DATA RECORDS:
·····
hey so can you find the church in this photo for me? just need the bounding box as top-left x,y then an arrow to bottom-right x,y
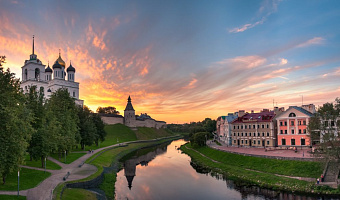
20,36 -> 83,106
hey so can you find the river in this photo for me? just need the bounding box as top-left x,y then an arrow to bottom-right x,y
114,139 -> 337,200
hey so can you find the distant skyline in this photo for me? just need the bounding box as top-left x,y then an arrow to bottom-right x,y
1,0 -> 340,123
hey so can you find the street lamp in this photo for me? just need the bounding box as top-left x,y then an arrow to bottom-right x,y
64,151 -> 66,164
44,157 -> 46,174
17,170 -> 20,197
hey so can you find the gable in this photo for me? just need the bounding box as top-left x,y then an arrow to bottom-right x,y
276,107 -> 312,119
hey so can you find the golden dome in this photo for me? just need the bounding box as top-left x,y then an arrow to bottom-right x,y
56,50 -> 66,67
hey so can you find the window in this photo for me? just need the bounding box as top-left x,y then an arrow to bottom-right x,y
267,132 -> 269,137
237,133 -> 239,136
35,68 -> 40,80
24,69 -> 27,80
280,121 -> 283,126
245,133 -> 247,136
245,140 -> 248,144
331,121 -> 335,127
282,139 -> 286,145
258,140 -> 260,144
267,124 -> 269,128
253,140 -> 256,144
257,125 -> 260,129
253,125 -> 256,129
241,140 -> 244,144
241,133 -> 243,136
267,141 -> 269,145
249,125 -> 251,129
234,140 -> 236,143
284,121 -> 287,126
301,139 -> 305,145
280,130 -> 283,134
303,129 -> 306,134
291,129 -> 295,134
289,112 -> 296,117
303,121 -> 306,125
258,133 -> 260,136
245,125 -> 247,129
234,126 -> 235,129
234,133 -> 236,136
298,121 -> 301,125
253,133 -> 256,136
262,124 -> 265,129
262,132 -> 264,137
73,91 -> 75,97
299,129 -> 301,134
238,126 -> 239,129
285,130 -> 287,134
291,139 -> 295,145
291,121 -> 294,126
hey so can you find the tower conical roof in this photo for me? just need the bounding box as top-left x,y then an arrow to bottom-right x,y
124,95 -> 135,111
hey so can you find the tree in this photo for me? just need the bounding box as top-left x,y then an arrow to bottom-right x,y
190,132 -> 209,147
92,113 -> 106,146
96,106 -> 120,115
0,56 -> 5,67
308,99 -> 340,161
26,86 -> 58,167
45,88 -> 79,157
77,106 -> 97,150
0,63 -> 33,184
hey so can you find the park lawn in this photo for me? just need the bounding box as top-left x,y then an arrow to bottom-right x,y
50,152 -> 86,164
61,188 -> 96,200
135,127 -> 174,140
191,144 -> 323,178
73,124 -> 138,152
24,154 -> 61,170
0,168 -> 51,191
0,195 -> 26,200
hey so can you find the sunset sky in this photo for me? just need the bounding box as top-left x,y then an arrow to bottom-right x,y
1,0 -> 340,123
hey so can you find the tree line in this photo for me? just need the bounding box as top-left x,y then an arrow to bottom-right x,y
0,62 -> 105,184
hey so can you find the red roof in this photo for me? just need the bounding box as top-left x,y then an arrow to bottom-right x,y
232,111 -> 275,124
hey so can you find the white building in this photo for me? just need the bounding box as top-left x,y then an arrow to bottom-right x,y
20,36 -> 83,105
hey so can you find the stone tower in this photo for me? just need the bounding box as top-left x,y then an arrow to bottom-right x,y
124,96 -> 136,128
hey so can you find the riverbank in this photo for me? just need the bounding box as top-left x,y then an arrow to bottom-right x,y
180,143 -> 340,195
55,135 -> 182,199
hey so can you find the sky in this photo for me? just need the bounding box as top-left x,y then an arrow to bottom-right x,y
1,0 -> 340,124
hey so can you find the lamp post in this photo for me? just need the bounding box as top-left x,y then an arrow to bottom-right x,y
44,157 -> 46,174
64,151 -> 66,164
17,170 -> 20,197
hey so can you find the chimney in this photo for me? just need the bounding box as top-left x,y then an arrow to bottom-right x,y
238,110 -> 245,117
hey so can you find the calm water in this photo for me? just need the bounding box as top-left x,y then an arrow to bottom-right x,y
114,139 -> 337,200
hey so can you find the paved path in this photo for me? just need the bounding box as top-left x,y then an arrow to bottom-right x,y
208,140 -> 314,159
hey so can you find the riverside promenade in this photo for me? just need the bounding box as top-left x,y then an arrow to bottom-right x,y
208,140 -> 314,160
0,135 -> 180,200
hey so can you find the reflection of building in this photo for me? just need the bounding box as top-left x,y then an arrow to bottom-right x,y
100,96 -> 166,129
20,36 -> 83,106
276,105 -> 315,147
231,109 -> 283,147
123,145 -> 167,190
216,113 -> 238,145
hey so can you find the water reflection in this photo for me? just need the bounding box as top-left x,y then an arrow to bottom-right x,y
115,140 -> 339,200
·····
REQUIRED ACTION: With the pictures omitted, reproduce the records in full and exactly.

WRITTEN SOLUTION:
hey so can you find the church in this photo for me? just need the bounding box as top-left x,y then an arrow to bottom-right x,y
20,36 -> 83,106
hey so can you find the river in this photo for me? just need the bounding box as top-left x,y then an arrow to bottom-right x,y
114,139 -> 337,200
hey so can you find the distant skyline in this photo for me? just need the bounding box as top-left x,y then an arrow to bottom-right x,y
1,0 -> 340,123
hey so can you find the street lamp in this photo for me? just need the bounding box as top-left x,y then an arrow to bottom-right x,y
64,151 -> 66,164
44,157 -> 46,174
17,170 -> 20,197
hey so can you find the gable in this photo for me? just need the bounding box as top-left x,y then an arrow to bottom-right x,y
276,107 -> 312,119
hey so can you find the golden dome in this photo for me? just need the bounding box as top-left x,y then an arrow to bottom-right x,y
56,50 -> 66,67
hey so can you find the window in this photo for me? just need the bounding box as top-left x,y then an arrow to bottom-right x,y
267,132 -> 269,137
237,133 -> 239,136
35,68 -> 40,80
24,69 -> 27,80
280,121 -> 283,126
245,133 -> 247,136
245,140 -> 248,144
331,121 -> 335,127
282,139 -> 286,145
258,140 -> 260,144
267,124 -> 269,128
253,140 -> 256,144
257,125 -> 260,129
253,125 -> 256,129
241,140 -> 244,144
241,133 -> 243,136
267,141 -> 269,145
249,125 -> 251,129
234,140 -> 236,143
284,121 -> 287,126
301,139 -> 305,145
280,130 -> 283,134
303,129 -> 306,134
291,129 -> 295,134
289,112 -> 296,117
303,121 -> 306,125
258,133 -> 260,136
245,125 -> 247,129
234,126 -> 235,129
234,133 -> 236,136
298,121 -> 301,125
253,133 -> 256,136
262,124 -> 265,129
262,132 -> 264,137
73,91 -> 75,97
299,129 -> 301,134
238,126 -> 239,129
285,130 -> 287,134
291,139 -> 295,145
291,121 -> 294,126
hey so can you find the tower conical roof in this photo for me? just need the bounding box as top-left x,y then an arrow to bottom-right x,y
124,95 -> 135,111
hey so can you find the tree in this photo for me? just need the bounding box as top-left x,y then an arrow to bottom-right x,y
190,132 -> 209,147
92,113 -> 106,146
96,106 -> 120,115
0,56 -> 5,67
308,99 -> 340,161
26,86 -> 58,167
45,88 -> 79,157
77,106 -> 97,150
0,63 -> 33,184
hey so can you find the park lawn in this photo for me? just need the bounding box as top-left x,y then an arrow to bottom-right x,y
50,152 -> 86,164
61,188 -> 96,200
135,127 -> 174,140
191,144 -> 323,178
73,124 -> 138,152
24,154 -> 61,170
0,168 -> 51,191
0,195 -> 26,200
hey so can you find the sunset sky in this photo for me? just need the bounding box as top-left x,y then an arrow to bottom-right x,y
1,0 -> 340,123
hey so can you find the tree line in this photo for me? just need the bounding box as top-left x,y then an arrow to bottom-right x,y
0,62 -> 105,184
hey so can you find the red roof in this photo for me? just need the bounding box as top-left x,y then an arrow to bottom-right x,y
232,111 -> 275,124
hey so can you find the white building in this photo for me? just need the bounding box as top-left x,y then an arrow to bottom-right x,y
20,36 -> 83,105
hey so can you find the stone tower in this photo for me? just need the bounding box as top-left x,y then an arrow to bottom-right x,y
124,96 -> 136,128
hey so can you find the riverbank in this photo for me? just need the bounding box as top-left x,y then an arrow to bottom-right x,y
180,143 -> 340,195
55,135 -> 182,199
hey so can you find the sky in this photo for me? just need the bounding box as top-left x,y then an arrow to bottom-right x,y
1,0 -> 340,124
hey so can you find the lamp post in this photo for me? just need the bounding box as top-left x,y then an arrow to bottom-right x,y
44,157 -> 46,174
64,151 -> 66,164
17,170 -> 20,197
hey so can you find the chimney in this photo for me? just need the bounding box as top-left x,y then an arrow to bottom-right x,y
238,110 -> 245,117
hey so can you find the calm water in this photo for me? just need the bounding box as top-left x,y then an arrow to bottom-right x,y
114,139 -> 337,200
hey so can you find the paved path in this photo for me? just need the bounding box as top-left x,y then an arrow to bottom-right x,y
208,140 -> 314,159
hey so can you find the riverside promenade in this photo for me? just need the bounding box as top-left x,y then an arrow to bottom-right x,y
208,140 -> 314,160
0,135 -> 180,200
hey so can you find the reflection of building in this photo for me? just need the bounding box as top-left x,y then an arrow to bottom-right x,y
100,96 -> 166,129
20,36 -> 83,106
276,105 -> 315,147
231,109 -> 283,147
123,145 -> 167,190
216,113 -> 238,145
hey so can you find the water reflection in this photo for me? just need the bounding box as top-left x,y then an arrow to bottom-right x,y
115,140 -> 339,200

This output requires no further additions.